+++ Source records

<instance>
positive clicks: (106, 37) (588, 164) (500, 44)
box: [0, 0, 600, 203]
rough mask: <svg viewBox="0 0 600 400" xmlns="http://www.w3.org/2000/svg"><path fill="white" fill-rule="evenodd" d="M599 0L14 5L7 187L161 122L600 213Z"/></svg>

++++++
+++ Source records

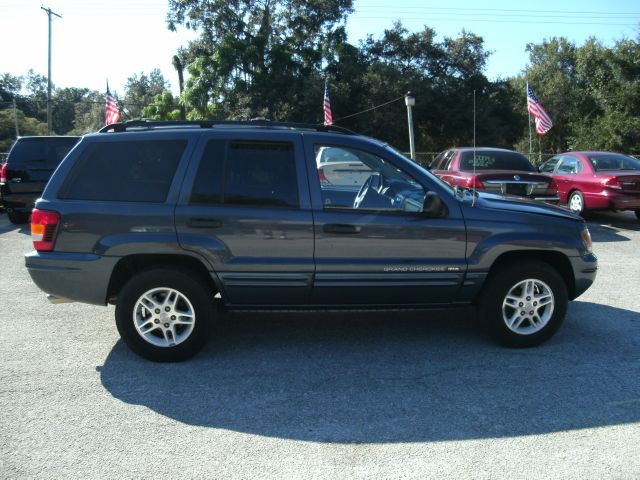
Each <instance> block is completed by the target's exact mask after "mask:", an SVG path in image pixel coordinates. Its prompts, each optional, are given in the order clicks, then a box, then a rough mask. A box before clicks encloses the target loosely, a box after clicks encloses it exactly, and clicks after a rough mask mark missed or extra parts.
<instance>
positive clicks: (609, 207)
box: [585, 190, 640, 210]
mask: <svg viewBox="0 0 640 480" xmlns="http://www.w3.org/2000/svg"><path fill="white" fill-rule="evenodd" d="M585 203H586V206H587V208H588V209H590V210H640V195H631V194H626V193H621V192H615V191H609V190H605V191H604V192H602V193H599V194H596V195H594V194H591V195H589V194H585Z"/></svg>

++++++
+++ Source records

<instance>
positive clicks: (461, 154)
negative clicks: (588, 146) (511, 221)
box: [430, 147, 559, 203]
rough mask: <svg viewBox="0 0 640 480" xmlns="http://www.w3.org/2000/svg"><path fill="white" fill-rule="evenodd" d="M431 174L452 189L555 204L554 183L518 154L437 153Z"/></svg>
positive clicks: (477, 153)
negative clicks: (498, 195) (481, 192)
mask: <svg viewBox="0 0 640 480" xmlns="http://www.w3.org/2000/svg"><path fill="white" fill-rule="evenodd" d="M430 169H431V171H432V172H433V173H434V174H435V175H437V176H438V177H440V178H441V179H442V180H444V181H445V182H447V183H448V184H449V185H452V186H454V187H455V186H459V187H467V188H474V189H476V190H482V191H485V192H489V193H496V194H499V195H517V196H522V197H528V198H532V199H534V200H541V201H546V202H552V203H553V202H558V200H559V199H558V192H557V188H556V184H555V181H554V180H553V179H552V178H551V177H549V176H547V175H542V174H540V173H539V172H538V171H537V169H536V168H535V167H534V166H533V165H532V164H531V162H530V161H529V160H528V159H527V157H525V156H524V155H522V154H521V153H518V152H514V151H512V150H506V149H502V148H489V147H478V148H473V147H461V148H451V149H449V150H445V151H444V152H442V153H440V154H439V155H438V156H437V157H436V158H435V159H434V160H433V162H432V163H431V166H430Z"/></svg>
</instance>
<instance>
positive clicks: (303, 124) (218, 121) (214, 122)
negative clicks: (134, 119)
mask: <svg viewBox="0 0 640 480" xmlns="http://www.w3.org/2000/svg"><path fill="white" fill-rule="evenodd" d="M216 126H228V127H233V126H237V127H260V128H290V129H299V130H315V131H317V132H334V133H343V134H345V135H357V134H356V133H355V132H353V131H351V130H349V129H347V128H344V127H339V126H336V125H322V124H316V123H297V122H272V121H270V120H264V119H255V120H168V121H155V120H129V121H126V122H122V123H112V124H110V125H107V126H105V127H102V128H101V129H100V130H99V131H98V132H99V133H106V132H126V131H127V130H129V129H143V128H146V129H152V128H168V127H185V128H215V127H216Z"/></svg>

++++++

Instruction
Edit the listing from the line containing "174L452 189L555 204L554" up to and including the line containing "positive clicks: (477, 153)", replacing "rough mask" with "initial mask" and keeping everything else unchanged. Reproduce only those lines.

Answer box
initial mask: <svg viewBox="0 0 640 480" xmlns="http://www.w3.org/2000/svg"><path fill="white" fill-rule="evenodd" d="M431 174L452 189L555 204L554 183L518 154L437 153Z"/></svg>
positive clicks: (477, 153)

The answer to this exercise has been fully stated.